Trascrivi senza modifiche, dal brano qui sotto sulla giornata della memoria, la parte che comincia con le parole "Le ho lette, certo, con" e termina con "dell’Italia, degli italiani.".

- [Brano riportato]
··········

Non c’è telegiornale, non c’è palinsesto, non c’è film storico, non c’è gita d’istruzione che non contempli quell’evento. Sparisce la storia del comunismo, sparisce la storia dell’uomo nei secoli e ogni altra cosa, anche bella e positiva; resta come una specie di religione dell’umanità, il culto di quella sola memoria.
Solo per limitarci a quegli anni, l’umanità visse tre immani tragedie, ciascuna a suo modo unica: il lager, il gulag e la bomba atomica. Tre mali radicali che massacrarono innocenti. I gulag furono i primi, durarono decenni, sterminarono di più e non in tempo di guerra. Ma il Male Assoluto, per l’Ufficio della Memoria, è solo il primo.
Da anni critico il monopolio della memoria e l’abuso, politico, ideologico, mediatico e perfino mercantile della Shoah. A viso aperto. Ma nella giornata della memoria (di solito estesa a una mesata se non a un’annata della memoria) devo confessarvi che ho letto Se questo è un uomo e La Tregua di Primo Levi, e vorrei parlarvene senza ipocrisia. Mi hanno toccato profondamente. Non le ho rilette, come di solito si dice, ma le ho lette per la prima volta, superando il rigetto che provo quando una lettura è obbligata, da ossequiare a priori. Ma rilette al di fuori di quel cono mediatico ed enfatico acceso giorno e notte, come il fuoco di Vesta, rilette da uomo a uomo, con mente e cuore aperti, le ho trovate di struggente umanità.
Le ho lette, certo, con la mia, personale sensibilità e sono stato toccato in particolare da due cose che di solito passano in secondo piano: il suo pensiero del ritorno e la sua nostalgia della casa, dell’Italia, degli italiani.

··········

Descrizioni in linguaggio naturale di regioni

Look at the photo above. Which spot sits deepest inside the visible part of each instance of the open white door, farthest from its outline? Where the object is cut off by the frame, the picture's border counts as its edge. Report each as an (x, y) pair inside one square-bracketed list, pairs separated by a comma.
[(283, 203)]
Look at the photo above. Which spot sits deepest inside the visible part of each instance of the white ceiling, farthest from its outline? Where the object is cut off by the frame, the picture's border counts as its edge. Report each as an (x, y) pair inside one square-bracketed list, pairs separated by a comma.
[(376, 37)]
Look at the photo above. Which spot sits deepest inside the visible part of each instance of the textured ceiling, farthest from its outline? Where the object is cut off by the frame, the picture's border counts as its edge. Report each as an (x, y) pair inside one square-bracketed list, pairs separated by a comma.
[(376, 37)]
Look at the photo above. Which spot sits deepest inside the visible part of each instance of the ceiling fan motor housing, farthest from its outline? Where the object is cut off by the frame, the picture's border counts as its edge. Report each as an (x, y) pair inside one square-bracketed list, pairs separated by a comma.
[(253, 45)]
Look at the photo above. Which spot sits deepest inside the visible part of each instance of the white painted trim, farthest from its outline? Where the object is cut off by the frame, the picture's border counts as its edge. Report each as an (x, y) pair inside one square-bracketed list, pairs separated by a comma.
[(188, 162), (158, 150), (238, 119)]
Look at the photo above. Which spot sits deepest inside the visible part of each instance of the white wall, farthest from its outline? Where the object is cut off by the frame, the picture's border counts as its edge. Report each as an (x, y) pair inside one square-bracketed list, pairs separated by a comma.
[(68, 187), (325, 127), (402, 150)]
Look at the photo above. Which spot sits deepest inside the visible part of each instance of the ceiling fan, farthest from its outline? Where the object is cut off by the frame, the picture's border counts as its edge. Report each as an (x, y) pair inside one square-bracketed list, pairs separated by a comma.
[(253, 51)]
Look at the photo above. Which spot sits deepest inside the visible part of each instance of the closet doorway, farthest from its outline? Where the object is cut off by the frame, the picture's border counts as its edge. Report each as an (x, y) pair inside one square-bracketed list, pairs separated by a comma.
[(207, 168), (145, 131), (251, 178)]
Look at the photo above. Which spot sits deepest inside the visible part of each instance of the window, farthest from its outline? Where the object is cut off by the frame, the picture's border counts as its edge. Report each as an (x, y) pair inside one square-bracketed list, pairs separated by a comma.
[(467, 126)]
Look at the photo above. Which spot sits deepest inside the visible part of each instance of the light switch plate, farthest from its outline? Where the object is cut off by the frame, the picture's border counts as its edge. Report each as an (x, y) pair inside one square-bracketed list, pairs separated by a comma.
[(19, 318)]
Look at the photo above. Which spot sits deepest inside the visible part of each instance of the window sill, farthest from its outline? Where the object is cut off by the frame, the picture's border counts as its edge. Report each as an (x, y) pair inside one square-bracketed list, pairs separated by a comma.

··········

- [Esercizio svolto]
Le ho lette, certo, con la mia, personale sensibilità e sono stato toccato in particolare da due cose che di solito passano in secondo piano: il suo pensiero del ritorno e la sua nostalgia della casa, dell’Italia, degli italiani.